- _Dataset records_:
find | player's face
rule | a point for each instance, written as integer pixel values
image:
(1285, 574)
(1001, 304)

==

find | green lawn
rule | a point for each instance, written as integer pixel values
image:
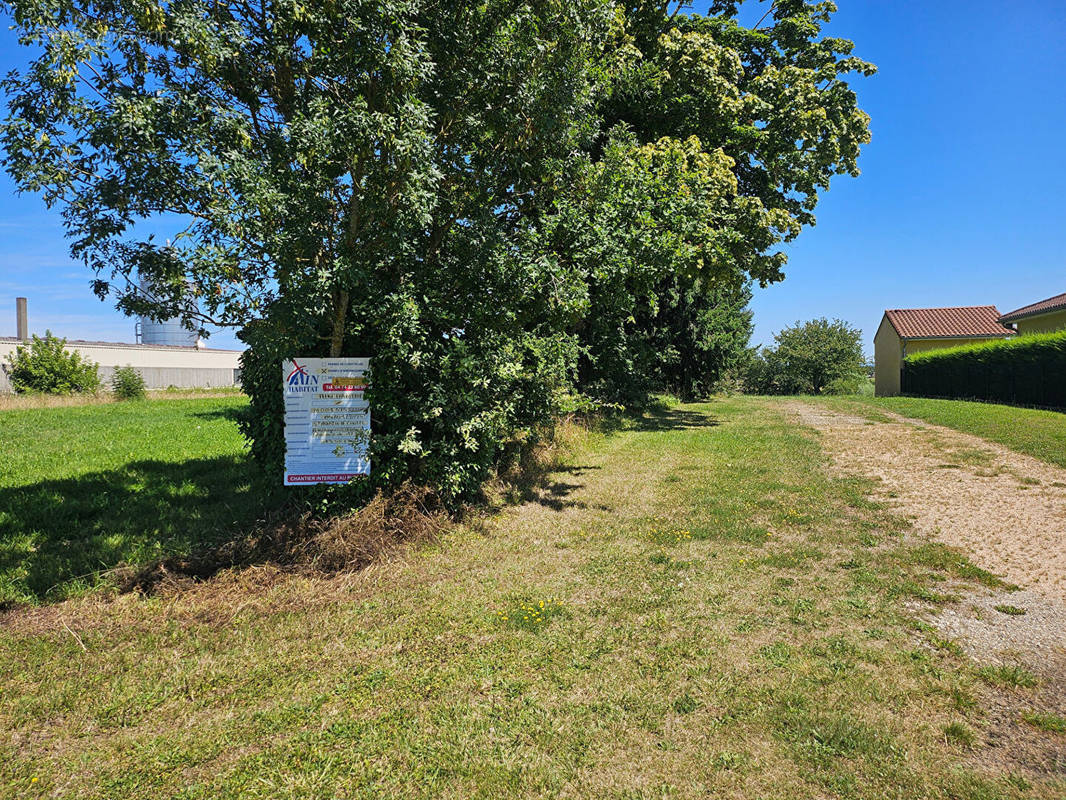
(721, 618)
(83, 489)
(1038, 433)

---

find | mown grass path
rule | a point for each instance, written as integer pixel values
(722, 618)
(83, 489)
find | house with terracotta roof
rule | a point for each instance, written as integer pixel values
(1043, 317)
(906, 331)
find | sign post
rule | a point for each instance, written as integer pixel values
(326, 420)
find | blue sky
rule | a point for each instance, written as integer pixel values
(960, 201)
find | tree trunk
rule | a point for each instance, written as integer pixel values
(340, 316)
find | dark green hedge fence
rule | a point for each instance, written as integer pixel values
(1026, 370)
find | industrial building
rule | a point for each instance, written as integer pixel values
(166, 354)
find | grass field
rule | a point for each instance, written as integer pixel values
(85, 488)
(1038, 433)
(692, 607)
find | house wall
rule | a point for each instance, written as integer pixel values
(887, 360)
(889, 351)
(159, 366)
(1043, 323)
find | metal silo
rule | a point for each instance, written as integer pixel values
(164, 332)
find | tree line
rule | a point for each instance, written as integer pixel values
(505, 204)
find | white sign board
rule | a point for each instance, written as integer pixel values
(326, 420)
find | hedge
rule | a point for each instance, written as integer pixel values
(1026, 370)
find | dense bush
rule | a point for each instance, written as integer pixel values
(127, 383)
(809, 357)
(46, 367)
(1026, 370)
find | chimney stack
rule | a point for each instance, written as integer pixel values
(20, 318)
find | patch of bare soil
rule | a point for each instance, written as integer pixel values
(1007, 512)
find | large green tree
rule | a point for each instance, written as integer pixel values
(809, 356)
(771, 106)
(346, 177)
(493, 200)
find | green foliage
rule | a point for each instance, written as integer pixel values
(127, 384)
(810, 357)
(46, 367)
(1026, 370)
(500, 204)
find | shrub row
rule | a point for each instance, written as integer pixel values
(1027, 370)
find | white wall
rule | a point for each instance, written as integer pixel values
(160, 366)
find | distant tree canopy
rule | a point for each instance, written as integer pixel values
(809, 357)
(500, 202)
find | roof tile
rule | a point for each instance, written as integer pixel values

- _Task to complete_: Rewrite everything from "find | player's face" down to "(1001, 304)", swapping "player's face" for "player's head" and leaving the rest of those lines unchanged.

- _Complete response_:
find | player's head
rule | a point for each instance, written as integer pixel values
image:
(1285, 574)
(1001, 304)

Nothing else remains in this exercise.